__Recorded information__.
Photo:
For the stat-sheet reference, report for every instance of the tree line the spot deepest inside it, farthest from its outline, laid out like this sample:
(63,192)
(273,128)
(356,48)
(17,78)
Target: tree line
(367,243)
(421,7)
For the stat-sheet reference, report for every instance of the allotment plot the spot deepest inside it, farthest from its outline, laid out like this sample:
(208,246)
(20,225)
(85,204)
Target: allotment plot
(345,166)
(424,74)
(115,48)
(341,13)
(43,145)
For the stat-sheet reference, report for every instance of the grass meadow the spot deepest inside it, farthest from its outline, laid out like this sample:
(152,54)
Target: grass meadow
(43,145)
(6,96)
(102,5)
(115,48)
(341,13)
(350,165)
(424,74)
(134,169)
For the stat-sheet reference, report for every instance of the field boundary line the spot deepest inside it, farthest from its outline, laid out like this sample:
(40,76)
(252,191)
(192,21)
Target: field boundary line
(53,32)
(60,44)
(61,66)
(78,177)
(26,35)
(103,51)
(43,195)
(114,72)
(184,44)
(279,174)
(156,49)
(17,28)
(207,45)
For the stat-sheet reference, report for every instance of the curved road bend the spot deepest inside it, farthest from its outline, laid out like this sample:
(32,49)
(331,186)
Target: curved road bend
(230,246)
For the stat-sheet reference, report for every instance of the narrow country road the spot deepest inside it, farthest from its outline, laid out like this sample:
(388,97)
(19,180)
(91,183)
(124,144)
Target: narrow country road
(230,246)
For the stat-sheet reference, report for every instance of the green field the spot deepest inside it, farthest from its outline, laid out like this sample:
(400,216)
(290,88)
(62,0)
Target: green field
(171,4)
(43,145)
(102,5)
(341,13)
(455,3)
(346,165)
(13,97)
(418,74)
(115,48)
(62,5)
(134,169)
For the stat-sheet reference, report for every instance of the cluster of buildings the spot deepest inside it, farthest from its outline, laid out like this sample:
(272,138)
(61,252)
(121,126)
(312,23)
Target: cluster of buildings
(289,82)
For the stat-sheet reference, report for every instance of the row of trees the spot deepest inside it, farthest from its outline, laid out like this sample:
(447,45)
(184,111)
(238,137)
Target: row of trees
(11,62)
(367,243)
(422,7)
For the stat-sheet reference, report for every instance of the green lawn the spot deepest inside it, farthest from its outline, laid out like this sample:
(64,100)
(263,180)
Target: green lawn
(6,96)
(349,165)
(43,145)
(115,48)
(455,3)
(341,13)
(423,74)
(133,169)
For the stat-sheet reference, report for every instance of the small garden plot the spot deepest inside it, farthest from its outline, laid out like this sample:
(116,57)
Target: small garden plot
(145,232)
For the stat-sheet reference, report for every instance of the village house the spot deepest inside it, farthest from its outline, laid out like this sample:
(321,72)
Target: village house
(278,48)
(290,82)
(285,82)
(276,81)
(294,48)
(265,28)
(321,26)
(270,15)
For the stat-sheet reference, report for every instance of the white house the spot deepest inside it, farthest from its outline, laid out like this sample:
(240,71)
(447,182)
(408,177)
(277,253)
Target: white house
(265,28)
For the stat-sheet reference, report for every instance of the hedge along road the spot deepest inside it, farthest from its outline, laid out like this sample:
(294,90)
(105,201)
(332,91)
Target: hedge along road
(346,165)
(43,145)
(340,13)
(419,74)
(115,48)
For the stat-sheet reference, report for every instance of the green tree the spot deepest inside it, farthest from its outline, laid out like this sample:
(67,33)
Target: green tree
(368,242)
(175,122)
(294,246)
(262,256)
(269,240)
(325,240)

__Exercise__. Print the full listing again, word for word.

__Solution for this problem__.
Photo:
For the stat-sheet reference, report for every instance of the tree line the spot deepest inside it, farthest from its outline, laid out like this sample:
(63,192)
(273,128)
(356,48)
(17,78)
Target: tree line
(367,243)
(421,7)
For the stat-sheet reference, report for every instance of the allotment plot the spot deepest inside it, farthest from its outline, laid out like this sample:
(208,246)
(20,225)
(85,204)
Target: allotment plot
(345,166)
(424,74)
(115,48)
(341,13)
(43,145)
For the stat-sheet reference, report for every instance of the grass meadow the spot deepest inside it, farthest from its outline, laid out like this sample:
(152,54)
Target: grass meadow
(43,145)
(6,96)
(102,5)
(115,48)
(341,13)
(350,165)
(424,74)
(134,169)
For the stat-sheet reference, report for every instance of the field boundary line the spot deepest inside it, farthest from its outline, laid out like this sample:
(40,76)
(252,191)
(192,21)
Target: field boundary line
(53,32)
(60,44)
(61,66)
(78,177)
(26,35)
(103,51)
(43,195)
(114,72)
(184,44)
(279,174)
(156,49)
(17,28)
(207,45)
For the stat-sheet reference, report for every instance of the curved road bend the spot deepest inside it, farthest from its outline, laid out like this sample:
(32,49)
(331,186)
Target: curved road bend
(230,246)
For the stat-sheet reference, report for every instance of the narrow country road the spot deepest inside it, farthest from its outline, laid out like this sample:
(388,97)
(19,180)
(91,183)
(124,144)
Target: narrow country road
(230,246)
For the stat-sheet reference, report for every instance of the green field the spot deepest inside it, farthest from its outline, laid out like this sample:
(400,216)
(290,88)
(62,0)
Target: green field
(171,4)
(43,145)
(102,5)
(341,13)
(455,3)
(346,165)
(13,97)
(418,74)
(115,48)
(62,5)
(134,169)
For the stat-sheet reference, report for every instance of the cluster of buildings the spot deepest inside it, farthest from its outline, laid out like this sample:
(272,138)
(61,252)
(121,126)
(312,23)
Target: cluster of buildings
(289,82)
For the stat-sheet reference, report for every instance of the row of trees the spot deepest inside it, farthest from its outline, laid out like this sample:
(447,45)
(184,111)
(238,137)
Target: row of trees
(11,62)
(367,243)
(422,7)
For the stat-sheet reference, report for every instance of the green lawn the spot deepest inside it, farthest from its outline, laid out like this sample:
(64,100)
(263,180)
Target: green lawn
(6,96)
(349,165)
(43,145)
(115,48)
(455,3)
(341,13)
(423,74)
(133,169)
For the stat-sheet reference, report for every instance of the small garden plot the spot deepest inside it, farthest from its outline, laid out like this sample:
(116,57)
Target: small garden plot
(145,232)
For the stat-sheet reference, report for every instance of the village house the spot deepest inside it, farthest from its outline, laid out like this sample:
(321,72)
Target: village house
(278,48)
(290,82)
(285,82)
(276,81)
(294,48)
(265,28)
(321,26)
(270,15)
For the stat-sheet reference, report for every instance of the white house the spot deepest inside it, farthest from its outline, laid out like this sample:
(240,71)
(447,182)
(408,177)
(277,253)
Target: white house
(265,28)
For the stat-sheet reference, report for every instance of the hedge along road the spot deepest inside it, farthest from its outline, laid out like this sample:
(294,90)
(105,201)
(332,91)
Target: hedge along road
(346,165)
(43,145)
(340,13)
(419,74)
(115,48)
For the stat-sheet reference, report for every instance of the green tree the spot deepest inside it, farthest from its outline, laid out like this sample:
(67,33)
Target: green tree
(368,242)
(175,122)
(294,246)
(262,256)
(269,240)
(325,240)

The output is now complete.